Problem description:
Output the data below in full, character for character.

====== Provided data

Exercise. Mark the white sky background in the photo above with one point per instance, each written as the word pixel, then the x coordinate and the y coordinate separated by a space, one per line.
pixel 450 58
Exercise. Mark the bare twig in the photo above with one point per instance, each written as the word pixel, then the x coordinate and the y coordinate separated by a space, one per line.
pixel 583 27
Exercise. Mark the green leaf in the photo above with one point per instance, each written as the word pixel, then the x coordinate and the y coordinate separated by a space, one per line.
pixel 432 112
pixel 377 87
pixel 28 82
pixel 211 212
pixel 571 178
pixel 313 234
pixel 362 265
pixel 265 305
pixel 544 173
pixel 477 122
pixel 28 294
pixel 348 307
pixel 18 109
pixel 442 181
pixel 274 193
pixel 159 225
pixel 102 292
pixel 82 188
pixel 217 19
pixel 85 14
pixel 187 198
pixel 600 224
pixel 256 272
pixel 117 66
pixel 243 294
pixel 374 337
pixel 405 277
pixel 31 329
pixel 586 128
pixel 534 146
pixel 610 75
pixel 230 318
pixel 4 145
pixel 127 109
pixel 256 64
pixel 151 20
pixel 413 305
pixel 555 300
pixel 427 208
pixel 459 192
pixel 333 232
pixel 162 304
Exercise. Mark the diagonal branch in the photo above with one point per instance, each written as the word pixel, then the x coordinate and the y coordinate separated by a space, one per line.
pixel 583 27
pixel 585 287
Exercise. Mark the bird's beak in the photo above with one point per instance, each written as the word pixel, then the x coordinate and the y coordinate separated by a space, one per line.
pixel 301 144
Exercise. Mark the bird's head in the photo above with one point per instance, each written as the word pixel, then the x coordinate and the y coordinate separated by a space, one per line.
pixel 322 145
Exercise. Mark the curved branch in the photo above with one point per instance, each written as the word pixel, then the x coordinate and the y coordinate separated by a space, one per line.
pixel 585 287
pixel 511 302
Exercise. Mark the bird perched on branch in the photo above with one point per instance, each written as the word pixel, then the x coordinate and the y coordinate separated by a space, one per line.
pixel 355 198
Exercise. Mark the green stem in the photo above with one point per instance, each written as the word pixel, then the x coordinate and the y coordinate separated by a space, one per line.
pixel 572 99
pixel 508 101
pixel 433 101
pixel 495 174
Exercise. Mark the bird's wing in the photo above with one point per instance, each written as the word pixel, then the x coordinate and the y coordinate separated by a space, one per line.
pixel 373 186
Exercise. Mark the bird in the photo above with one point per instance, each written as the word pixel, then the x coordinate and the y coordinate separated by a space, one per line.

============

Answer section:
Exercise. Mark the white sky background in the photo above with one point per instance, each written as the word pixel, then the x coordinate and the y coordinate separated by a space, one per line.
pixel 450 58
Exercise. Mark the bare twig in the photo above with one point per instance, each written as the word pixel, then the x coordinate and the y coordinate separated by a space, one per line.
pixel 583 27
Exercise. Mark the green leaf in the photo above with one point per instance, each written as the word pixel, then the x coordinate and the y coordinate separated by a space, one per line.
pixel 432 112
pixel 377 87
pixel 28 82
pixel 211 212
pixel 571 178
pixel 313 234
pixel 362 265
pixel 265 305
pixel 544 173
pixel 477 122
pixel 28 294
pixel 348 307
pixel 18 109
pixel 442 181
pixel 274 193
pixel 159 225
pixel 102 292
pixel 82 188
pixel 217 19
pixel 85 14
pixel 187 198
pixel 600 224
pixel 256 272
pixel 117 66
pixel 243 294
pixel 374 337
pixel 405 277
pixel 31 329
pixel 586 128
pixel 534 146
pixel 610 75
pixel 230 318
pixel 4 145
pixel 127 109
pixel 256 64
pixel 151 20
pixel 413 305
pixel 555 300
pixel 427 208
pixel 459 192
pixel 333 232
pixel 162 304
Exercise. Mark the diagonal branch in the photo above with one point per instance, each written as the word pixel, then the x coordinate and the y coordinate separated by a space, one per line.
pixel 583 27
pixel 585 287
Exercise. Mark the bird's beak in the photo above with one point per instance, each written as the word pixel, then the x coordinate and the y coordinate separated by a space, one per line.
pixel 301 144
Exercise. Mark the bird's head in the photo above with one point per instance, each written as the word pixel, then the x coordinate and the y coordinate separated by a space, one per line.
pixel 322 145
Exercise. Mark the curved branch in the photo above with one point per instance, each written as the word pixel, then the x coordinate and the y coordinate separated by a space, one per line.
pixel 585 287
pixel 511 302
Exercise. Mark the bird perched on branch in the photo above with one point per instance, each written as the word pixel, then the x coordinate and the y coordinate separated by a space, one per line.
pixel 355 198
Exercise. Mark the green stem in the photo above with one point per instance, each written as the word pixel, then the x coordinate and the y coordinate separated by a space, one per line.
pixel 572 99
pixel 508 101
pixel 433 101
pixel 495 174
Exercise. Mark the bird's wing in the photo above with one point per instance, each written as the word pixel, then the x coordinate and the y coordinate separated by a space, one per line.
pixel 373 186
Exercise. Mark the bird in the photo above with one point per instance, each written as the word pixel, then the x coordinate and the y coordinate separated by a space, one per line.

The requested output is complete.